• WORK ITEM:
Arrange every line of the rows below as a Markdown table with two columns, "Row" for the line number and "Line" for the line itself. Skip blank lines and leave the pictures out.

########################################

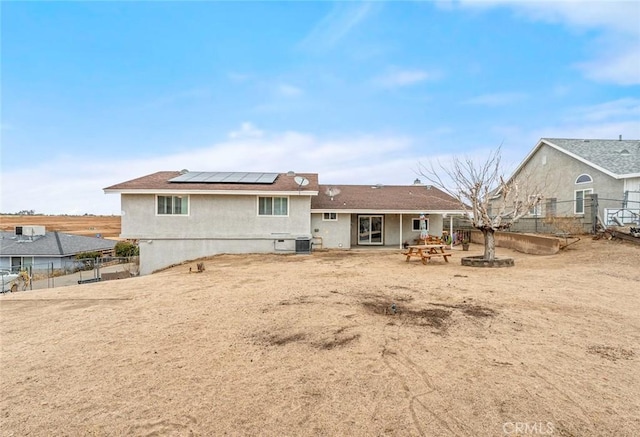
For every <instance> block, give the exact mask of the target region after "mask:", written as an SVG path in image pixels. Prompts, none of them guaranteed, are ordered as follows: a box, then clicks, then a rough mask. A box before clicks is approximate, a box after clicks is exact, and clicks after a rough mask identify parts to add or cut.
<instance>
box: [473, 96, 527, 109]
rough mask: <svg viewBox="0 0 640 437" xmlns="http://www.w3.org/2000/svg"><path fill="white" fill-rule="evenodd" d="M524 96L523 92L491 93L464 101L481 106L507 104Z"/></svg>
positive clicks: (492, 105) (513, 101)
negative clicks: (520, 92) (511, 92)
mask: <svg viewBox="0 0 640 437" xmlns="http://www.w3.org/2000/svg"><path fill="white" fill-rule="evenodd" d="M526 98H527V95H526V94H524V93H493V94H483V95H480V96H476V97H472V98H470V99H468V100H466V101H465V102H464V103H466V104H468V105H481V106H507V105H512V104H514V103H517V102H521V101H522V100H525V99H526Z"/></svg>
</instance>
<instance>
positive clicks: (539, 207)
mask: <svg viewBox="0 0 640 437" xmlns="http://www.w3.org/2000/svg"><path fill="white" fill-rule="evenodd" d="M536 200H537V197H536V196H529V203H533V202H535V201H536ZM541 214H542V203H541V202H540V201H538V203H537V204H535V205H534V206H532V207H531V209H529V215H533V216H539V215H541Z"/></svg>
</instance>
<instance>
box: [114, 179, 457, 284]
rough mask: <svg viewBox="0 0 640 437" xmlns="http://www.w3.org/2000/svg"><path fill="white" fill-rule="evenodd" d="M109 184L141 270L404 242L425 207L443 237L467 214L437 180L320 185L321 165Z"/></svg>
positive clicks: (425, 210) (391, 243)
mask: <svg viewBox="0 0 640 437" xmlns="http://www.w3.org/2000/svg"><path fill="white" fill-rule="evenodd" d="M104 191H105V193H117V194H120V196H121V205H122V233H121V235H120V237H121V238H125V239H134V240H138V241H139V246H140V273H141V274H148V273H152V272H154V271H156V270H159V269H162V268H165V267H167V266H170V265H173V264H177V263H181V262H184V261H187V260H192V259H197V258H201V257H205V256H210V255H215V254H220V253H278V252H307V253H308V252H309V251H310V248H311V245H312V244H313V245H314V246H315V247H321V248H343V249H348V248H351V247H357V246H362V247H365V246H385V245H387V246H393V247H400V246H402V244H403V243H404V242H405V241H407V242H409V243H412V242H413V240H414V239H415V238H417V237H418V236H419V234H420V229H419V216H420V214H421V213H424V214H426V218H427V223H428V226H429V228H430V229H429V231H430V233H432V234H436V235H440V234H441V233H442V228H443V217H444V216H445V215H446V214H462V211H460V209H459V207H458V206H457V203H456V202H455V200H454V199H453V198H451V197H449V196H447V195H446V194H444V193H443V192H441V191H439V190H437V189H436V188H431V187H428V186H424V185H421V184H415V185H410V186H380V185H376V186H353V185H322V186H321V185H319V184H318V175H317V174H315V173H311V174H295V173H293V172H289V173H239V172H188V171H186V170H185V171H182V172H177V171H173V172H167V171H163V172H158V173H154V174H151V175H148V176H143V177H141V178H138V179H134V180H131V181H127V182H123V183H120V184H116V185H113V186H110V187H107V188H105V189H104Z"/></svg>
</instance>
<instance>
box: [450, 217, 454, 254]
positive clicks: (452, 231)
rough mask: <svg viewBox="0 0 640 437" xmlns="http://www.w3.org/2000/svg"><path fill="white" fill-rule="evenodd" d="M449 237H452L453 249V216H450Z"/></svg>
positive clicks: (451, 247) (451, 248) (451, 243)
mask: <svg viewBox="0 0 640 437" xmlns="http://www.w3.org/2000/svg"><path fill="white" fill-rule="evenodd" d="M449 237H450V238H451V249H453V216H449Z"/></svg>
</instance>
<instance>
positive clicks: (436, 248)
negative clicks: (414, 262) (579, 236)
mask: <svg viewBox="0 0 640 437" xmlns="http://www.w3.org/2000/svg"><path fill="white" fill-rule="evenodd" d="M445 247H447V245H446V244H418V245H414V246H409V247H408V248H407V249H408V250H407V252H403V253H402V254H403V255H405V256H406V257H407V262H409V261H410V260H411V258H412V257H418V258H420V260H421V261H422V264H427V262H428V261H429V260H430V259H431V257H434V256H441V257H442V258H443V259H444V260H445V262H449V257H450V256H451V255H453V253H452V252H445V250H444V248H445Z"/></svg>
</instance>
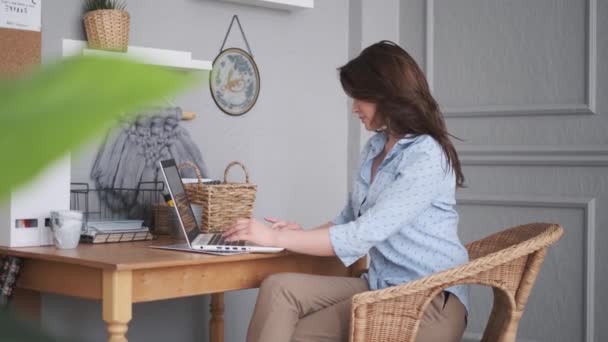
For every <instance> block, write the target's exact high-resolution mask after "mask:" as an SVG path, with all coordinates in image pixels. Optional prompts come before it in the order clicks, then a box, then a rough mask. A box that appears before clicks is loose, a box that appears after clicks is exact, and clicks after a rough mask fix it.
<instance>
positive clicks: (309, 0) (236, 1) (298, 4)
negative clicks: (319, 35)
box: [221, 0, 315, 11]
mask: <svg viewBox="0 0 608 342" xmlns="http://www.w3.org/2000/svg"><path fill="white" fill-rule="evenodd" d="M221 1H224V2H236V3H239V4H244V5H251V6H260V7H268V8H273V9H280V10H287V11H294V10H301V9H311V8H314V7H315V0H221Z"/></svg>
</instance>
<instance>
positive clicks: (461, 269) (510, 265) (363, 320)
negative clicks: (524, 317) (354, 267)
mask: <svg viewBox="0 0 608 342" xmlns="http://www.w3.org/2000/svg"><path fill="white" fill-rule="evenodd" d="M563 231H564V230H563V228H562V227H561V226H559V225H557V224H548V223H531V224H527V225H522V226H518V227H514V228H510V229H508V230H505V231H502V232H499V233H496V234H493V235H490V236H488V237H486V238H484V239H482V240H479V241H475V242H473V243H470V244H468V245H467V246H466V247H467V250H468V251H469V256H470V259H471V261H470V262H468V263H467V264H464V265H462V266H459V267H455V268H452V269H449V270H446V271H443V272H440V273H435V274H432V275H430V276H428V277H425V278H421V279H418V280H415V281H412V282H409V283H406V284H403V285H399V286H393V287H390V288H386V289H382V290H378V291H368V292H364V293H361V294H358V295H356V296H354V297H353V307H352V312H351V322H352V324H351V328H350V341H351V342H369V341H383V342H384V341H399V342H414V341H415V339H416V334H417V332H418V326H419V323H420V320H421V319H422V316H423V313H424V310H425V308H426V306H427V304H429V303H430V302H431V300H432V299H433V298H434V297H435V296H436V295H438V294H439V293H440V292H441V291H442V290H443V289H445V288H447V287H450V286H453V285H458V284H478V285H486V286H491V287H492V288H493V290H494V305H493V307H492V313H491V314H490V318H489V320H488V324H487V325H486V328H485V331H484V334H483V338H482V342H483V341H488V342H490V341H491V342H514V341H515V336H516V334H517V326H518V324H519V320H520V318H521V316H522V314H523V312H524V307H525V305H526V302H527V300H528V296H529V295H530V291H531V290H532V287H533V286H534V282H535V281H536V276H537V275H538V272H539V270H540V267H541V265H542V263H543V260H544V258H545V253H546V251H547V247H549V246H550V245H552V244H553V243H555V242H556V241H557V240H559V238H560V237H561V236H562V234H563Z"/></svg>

########################################

• SOLUTION FOR THIS EXERCISE:
| Row | Line |
|---|---|
| 1 | For every <instance> block, give the exact mask of the target region after "mask:", written as an SVG path in image pixels. Prompts, none of them guaranteed, are ordered as follows: a box, then clicks, then a rough mask. A box before clicks is approximate, a box after clicks is exact, and clicks after a rough mask identify parts to add or cut. |
| 2 | <instance> |
| 3 | box: [473, 96, 527, 109] |
| 4 | rough mask: <svg viewBox="0 0 640 437" xmlns="http://www.w3.org/2000/svg"><path fill="white" fill-rule="evenodd" d="M524 96L523 92L491 93L464 101L481 106L507 104Z"/></svg> |
| 5 | positive clicks: (492, 105) (513, 101) |
| 6 | negative clicks: (520, 92) (511, 92) |
| 7 | mask: <svg viewBox="0 0 640 437" xmlns="http://www.w3.org/2000/svg"><path fill="white" fill-rule="evenodd" d="M526 98H527V95H526V94H524V93H493V94H483V95H480V96H476V97H472V98H470V99H468V100H466V101H465V102H464V103H466V104H468V105H481V106H507V105H512V104H514V103H517V102H521V101H522V100H525V99H526Z"/></svg> |
| 8 | </instance> |
| 9 | <instance> |
| 10 | positive clicks: (539, 207) |
| 11 | mask: <svg viewBox="0 0 640 437" xmlns="http://www.w3.org/2000/svg"><path fill="white" fill-rule="evenodd" d="M536 200H537V197H536V196H529V203H533V202H535V201H536ZM541 214H542V203H541V202H540V201H538V203H537V204H535V205H534V206H532V207H531V209H529V215H533V216H539V215H541Z"/></svg> |
| 12 | </instance> |
| 13 | <instance> |
| 14 | box: [114, 179, 457, 284] |
| 15 | rough mask: <svg viewBox="0 0 640 437" xmlns="http://www.w3.org/2000/svg"><path fill="white" fill-rule="evenodd" d="M109 184L141 270L404 242L425 207L443 237L467 214L437 180L320 185L321 165Z"/></svg> |
| 16 | positive clicks: (425, 210) (391, 243) |
| 17 | mask: <svg viewBox="0 0 640 437" xmlns="http://www.w3.org/2000/svg"><path fill="white" fill-rule="evenodd" d="M104 191H105V193H117V194H120V196H121V205H122V233H121V235H120V237H121V238H125V239H134V240H138V241H139V246H140V273H141V274H148V273H152V272H154V271H156V270H159V269H162V268H165V267H167V266H170V265H173V264H177V263H181V262H184V261H187V260H192V259H197V258H201V257H205V256H210V255H215V254H220V253H278V252H307V253H308V252H309V251H310V248H311V245H312V244H313V245H314V246H315V247H321V248H343V249H348V248H351V247H357V246H362V247H365V246H385V245H387V246H393V247H400V246H402V244H403V243H404V242H405V241H407V242H409V243H412V242H413V240H414V239H415V238H417V237H418V236H419V234H420V229H419V216H420V214H421V213H424V214H426V218H427V223H428V226H429V228H430V229H429V231H430V233H432V234H436V235H440V234H441V233H442V228H443V217H444V216H445V215H446V214H462V211H460V209H459V207H458V206H457V203H456V202H455V200H454V199H453V198H451V197H449V196H447V195H446V194H444V193H443V192H441V191H439V190H437V189H436V188H431V187H428V186H424V185H421V184H415V185H410V186H380V185H376V186H353V185H322V186H321V185H319V184H318V175H317V174H315V173H311V174H295V173H293V172H289V173H239V172H188V171H186V170H185V171H182V172H177V171H173V172H167V171H163V172H158V173H154V174H151V175H148V176H143V177H141V178H138V179H134V180H131V181H127V182H123V183H120V184H116V185H113V186H110V187H107V188H105V189H104Z"/></svg> |
| 18 | </instance> |
| 19 | <instance> |
| 20 | box: [450, 217, 454, 254] |
| 21 | positive clicks: (452, 231) |
| 22 | rough mask: <svg viewBox="0 0 640 437" xmlns="http://www.w3.org/2000/svg"><path fill="white" fill-rule="evenodd" d="M449 237H452L453 249V216H450Z"/></svg> |
| 23 | positive clicks: (451, 247) (451, 248) (451, 243) |
| 24 | mask: <svg viewBox="0 0 640 437" xmlns="http://www.w3.org/2000/svg"><path fill="white" fill-rule="evenodd" d="M449 237H450V238H451V249H453V216H449Z"/></svg> |
| 25 | </instance> |
| 26 | <instance> |
| 27 | positive clicks: (436, 248) |
| 28 | negative clicks: (414, 262) (579, 236) |
| 29 | mask: <svg viewBox="0 0 640 437" xmlns="http://www.w3.org/2000/svg"><path fill="white" fill-rule="evenodd" d="M445 247H447V245H446V244H418V245H414V246H409V247H408V248H407V249H408V250H407V252H403V253H402V254H403V255H405V256H406V257H407V262H409V261H410V260H411V258H412V257H418V258H420V260H421V261H422V264H427V262H428V261H429V260H430V259H431V257H434V256H441V257H442V258H443V259H444V260H445V262H449V257H450V256H451V255H453V253H452V252H445V250H444V248H445Z"/></svg> |
| 30 | </instance> |
| 31 | For every <instance> block, write the target's exact high-resolution mask after "mask:" as an SVG path, with all coordinates in image pixels. Optional prompts come before it in the order clicks, then a box, then a rough mask. A box that appears before clicks is loose, a box that appears after clicks is exact, and clicks after a rough mask fix it. |
| 32 | <instance> |
| 33 | positive clicks: (309, 0) (236, 1) (298, 4) |
| 34 | negative clicks: (319, 35) |
| 35 | box: [221, 0, 315, 11] |
| 36 | mask: <svg viewBox="0 0 608 342" xmlns="http://www.w3.org/2000/svg"><path fill="white" fill-rule="evenodd" d="M221 1H224V2H236V3H239V4H244V5H251V6H260V7H268V8H273V9H280V10H287V11H294V10H301V9H311V8H314V7H315V0H221Z"/></svg> |
| 37 | </instance> |
| 38 | <instance> |
| 39 | positive clicks: (461, 269) (510, 265) (363, 320) |
| 40 | negative clicks: (524, 317) (354, 267) |
| 41 | mask: <svg viewBox="0 0 608 342" xmlns="http://www.w3.org/2000/svg"><path fill="white" fill-rule="evenodd" d="M563 231H564V230H563V228H562V227H561V226H559V225H557V224H548V223H531V224H527V225H522V226H518V227H514V228H510V229H508V230H505V231H502V232H499V233H496V234H493V235H490V236H488V237H486V238H484V239H482V240H479V241H475V242H473V243H470V244H468V245H467V246H466V247H467V250H468V251H469V256H470V259H471V261H470V262H468V263H467V264H464V265H462V266H459V267H455V268H452V269H449V270H446V271H443V272H440V273H435V274H432V275H430V276H428V277H425V278H421V279H418V280H415V281H412V282H409V283H406V284H403V285H399V286H393V287H390V288H386V289H382V290H378V291H368V292H364V293H361V294H358V295H356V296H354V297H353V307H352V312H351V322H352V324H351V328H350V341H351V342H369V341H383V342H384V341H399V342H414V341H415V339H416V334H417V332H418V326H419V323H420V320H421V319H422V316H423V313H424V310H425V308H426V306H427V304H429V303H430V302H431V300H432V299H433V298H434V297H435V296H436V295H438V294H439V293H440V292H441V291H442V290H443V289H445V288H447V287H450V286H453V285H458V284H478V285H486V286H491V287H492V288H493V290H494V305H493V307H492V313H491V314H490V318H489V320H488V324H487V325H486V328H485V331H484V334H483V338H482V342H483V341H488V342H490V341H491V342H514V341H515V336H516V334H517V326H518V324H519V320H520V318H521V316H522V314H523V312H524V307H525V305H526V302H527V300H528V296H529V295H530V291H531V290H532V287H533V286H534V282H535V281H536V276H537V275H538V272H539V270H540V267H541V265H542V263H543V260H544V258H545V253H546V251H547V247H549V246H550V245H552V244H553V243H555V242H556V241H557V240H559V238H560V237H561V236H562V234H563Z"/></svg> |